- [PROBLEM]
In full and without error, repeat the entries below.

- [DATASET]
..............................
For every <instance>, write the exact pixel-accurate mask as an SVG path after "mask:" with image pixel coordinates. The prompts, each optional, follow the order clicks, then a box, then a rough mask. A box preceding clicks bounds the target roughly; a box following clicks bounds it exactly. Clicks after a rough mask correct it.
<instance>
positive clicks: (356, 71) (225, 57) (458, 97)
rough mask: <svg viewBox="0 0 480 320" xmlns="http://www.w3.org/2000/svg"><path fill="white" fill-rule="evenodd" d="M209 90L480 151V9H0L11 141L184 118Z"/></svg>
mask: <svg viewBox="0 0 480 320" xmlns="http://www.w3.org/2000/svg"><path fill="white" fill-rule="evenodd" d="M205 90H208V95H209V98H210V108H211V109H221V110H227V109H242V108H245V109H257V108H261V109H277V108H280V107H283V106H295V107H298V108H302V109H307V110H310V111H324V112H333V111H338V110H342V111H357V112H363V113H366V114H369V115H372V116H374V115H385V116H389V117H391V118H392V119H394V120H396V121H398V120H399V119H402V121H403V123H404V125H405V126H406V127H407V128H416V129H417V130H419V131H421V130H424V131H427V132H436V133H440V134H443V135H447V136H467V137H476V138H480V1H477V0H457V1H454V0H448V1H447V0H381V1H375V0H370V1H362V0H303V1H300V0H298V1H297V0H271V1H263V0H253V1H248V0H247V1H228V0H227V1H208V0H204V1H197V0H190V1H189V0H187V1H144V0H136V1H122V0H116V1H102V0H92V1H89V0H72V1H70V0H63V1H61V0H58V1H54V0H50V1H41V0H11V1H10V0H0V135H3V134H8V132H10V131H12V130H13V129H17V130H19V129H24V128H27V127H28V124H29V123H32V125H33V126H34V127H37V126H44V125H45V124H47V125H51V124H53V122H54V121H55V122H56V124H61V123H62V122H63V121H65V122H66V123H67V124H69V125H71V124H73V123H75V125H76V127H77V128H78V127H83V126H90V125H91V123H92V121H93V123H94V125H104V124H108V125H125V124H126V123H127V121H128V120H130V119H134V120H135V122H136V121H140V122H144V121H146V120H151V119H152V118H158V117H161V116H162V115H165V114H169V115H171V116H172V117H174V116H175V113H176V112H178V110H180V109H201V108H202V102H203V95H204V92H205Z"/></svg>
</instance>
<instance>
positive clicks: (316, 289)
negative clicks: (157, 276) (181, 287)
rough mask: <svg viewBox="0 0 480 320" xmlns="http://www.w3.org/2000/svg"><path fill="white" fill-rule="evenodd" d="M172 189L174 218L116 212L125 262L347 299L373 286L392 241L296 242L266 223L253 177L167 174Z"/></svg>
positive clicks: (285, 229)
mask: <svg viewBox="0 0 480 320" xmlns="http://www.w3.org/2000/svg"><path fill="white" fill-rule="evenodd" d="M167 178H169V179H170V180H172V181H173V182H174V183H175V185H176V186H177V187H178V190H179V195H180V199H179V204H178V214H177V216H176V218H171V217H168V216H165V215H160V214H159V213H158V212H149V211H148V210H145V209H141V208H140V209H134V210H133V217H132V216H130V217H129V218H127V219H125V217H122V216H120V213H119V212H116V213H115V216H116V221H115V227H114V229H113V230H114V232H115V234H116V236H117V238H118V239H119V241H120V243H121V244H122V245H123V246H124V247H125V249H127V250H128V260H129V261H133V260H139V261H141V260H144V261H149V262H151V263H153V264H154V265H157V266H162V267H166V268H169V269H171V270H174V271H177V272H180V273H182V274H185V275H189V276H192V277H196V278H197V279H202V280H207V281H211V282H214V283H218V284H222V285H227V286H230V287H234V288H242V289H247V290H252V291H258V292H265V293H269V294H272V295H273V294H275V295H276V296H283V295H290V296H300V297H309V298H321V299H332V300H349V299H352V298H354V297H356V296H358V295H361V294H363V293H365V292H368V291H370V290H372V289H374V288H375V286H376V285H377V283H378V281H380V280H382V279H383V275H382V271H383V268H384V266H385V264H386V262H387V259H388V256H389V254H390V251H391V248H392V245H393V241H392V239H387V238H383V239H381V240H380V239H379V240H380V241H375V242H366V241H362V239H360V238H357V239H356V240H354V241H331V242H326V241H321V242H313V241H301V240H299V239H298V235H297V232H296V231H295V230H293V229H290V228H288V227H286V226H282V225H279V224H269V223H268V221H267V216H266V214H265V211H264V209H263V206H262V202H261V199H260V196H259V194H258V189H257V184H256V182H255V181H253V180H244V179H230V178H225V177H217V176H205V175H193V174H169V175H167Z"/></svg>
..............................
- [TASK ANSWER]
For every <instance>, write the exact pixel-accurate mask as an SVG path after "mask:" with image pixel coordinates. The prompts, each optional, follow the order clicks, then a box, then a rough mask. A box preceding clicks bounds the target roughly; a box following clicks bounds it exactly. Clicks after a rough mask correct it.
<instance>
positive clicks: (356, 71) (225, 57) (458, 97)
rough mask: <svg viewBox="0 0 480 320" xmlns="http://www.w3.org/2000/svg"><path fill="white" fill-rule="evenodd" d="M209 90L480 151V9H0L11 141L184 118Z"/></svg>
mask: <svg viewBox="0 0 480 320" xmlns="http://www.w3.org/2000/svg"><path fill="white" fill-rule="evenodd" d="M205 90H208V95H209V98H210V108H211V109H221V110H227V109H242V108H245V109H257V108H261V109H277V108H280V107H283V106H295V107H298V108H302V109H307V110H310V111H324V112H333V111H338V110H342V111H357V112H363V113H366V114H369V115H372V116H374V115H385V116H389V117H391V118H392V119H394V120H396V121H398V120H399V119H402V121H403V123H404V125H405V126H406V127H407V128H416V129H417V130H419V131H421V130H424V131H427V132H436V133H440V134H443V135H447V136H467V137H476V138H480V1H477V0H457V1H454V0H448V1H447V0H381V1H375V0H370V1H362V0H303V1H300V0H298V1H297V0H271V1H263V0H253V1H248V0H247V1H228V0H227V1H208V0H204V1H197V0H190V1H189V0H187V1H144V0H136V1H122V0H116V1H102V0H92V1H89V0H72V1H70V0H63V1H61V0H58V1H54V0H50V1H41V0H11V1H10V0H0V135H3V134H8V132H10V131H12V130H13V129H17V130H19V129H24V128H27V127H28V124H29V123H32V125H33V126H34V127H37V126H44V125H45V124H47V125H51V124H53V122H54V121H55V122H56V124H61V123H62V122H63V121H65V122H66V123H67V124H69V125H71V124H73V123H75V125H76V127H77V128H78V127H83V126H90V125H91V123H92V121H93V123H94V125H104V124H108V125H125V124H126V123H127V121H128V120H130V119H134V120H135V122H136V121H140V122H144V121H146V120H151V119H152V118H158V117H161V116H162V115H165V114H169V115H171V116H172V117H174V116H175V113H176V112H178V110H180V109H201V108H202V102H203V95H204V92H205Z"/></svg>
</instance>
<instance>
positive clicks: (316, 289)
negative clicks: (157, 276) (181, 287)
rough mask: <svg viewBox="0 0 480 320" xmlns="http://www.w3.org/2000/svg"><path fill="white" fill-rule="evenodd" d="M172 189L174 218L116 212L125 262L347 299L373 286L392 241L296 242L266 223L253 177L167 174Z"/></svg>
positive clicks: (285, 229)
mask: <svg viewBox="0 0 480 320" xmlns="http://www.w3.org/2000/svg"><path fill="white" fill-rule="evenodd" d="M167 178H169V179H170V180H172V181H173V182H174V183H175V185H176V186H177V187H178V190H179V195H180V199H179V204H178V214H177V216H176V218H171V217H168V216H165V215H160V214H159V213H158V212H149V211H148V210H145V209H141V208H140V209H134V210H133V217H132V216H130V217H129V218H127V219H125V217H122V216H120V213H119V212H116V213H115V216H116V221H115V227H114V229H113V230H114V232H115V234H116V236H117V238H118V239H119V241H120V243H121V244H122V245H123V246H124V247H125V249H127V250H128V260H129V261H133V260H139V261H141V260H144V261H149V262H151V263H153V264H154V265H157V266H162V267H166V268H169V269H171V270H174V271H177V272H180V273H182V274H185V275H189V276H192V277H196V278H197V279H202V280H207V281H211V282H214V283H218V284H222V285H227V286H230V287H234V288H242V289H247V290H252V291H258V292H265V293H269V294H272V295H273V294H275V295H276V296H283V295H290V296H300V297H309V298H321V299H332V300H349V299H352V298H354V297H356V296H358V295H361V294H363V293H365V292H368V291H370V290H372V289H374V288H375V286H376V285H377V283H378V281H380V280H382V279H383V275H382V271H383V268H384V266H385V264H386V262H387V259H388V256H389V254H390V251H391V248H392V245H393V241H392V239H387V238H383V239H381V240H380V239H379V240H380V241H375V242H366V241H362V239H360V238H357V239H356V240H354V241H331V242H326V241H321V242H313V241H301V240H299V239H298V235H297V232H296V231H295V230H293V229H290V228H288V227H286V226H282V225H279V224H269V223H268V221H267V216H266V214H265V211H264V209H263V206H262V202H261V199H260V196H259V194H258V189H257V184H256V182H255V181H253V180H244V179H230V178H225V177H217V176H205V175H193V174H169V175H167Z"/></svg>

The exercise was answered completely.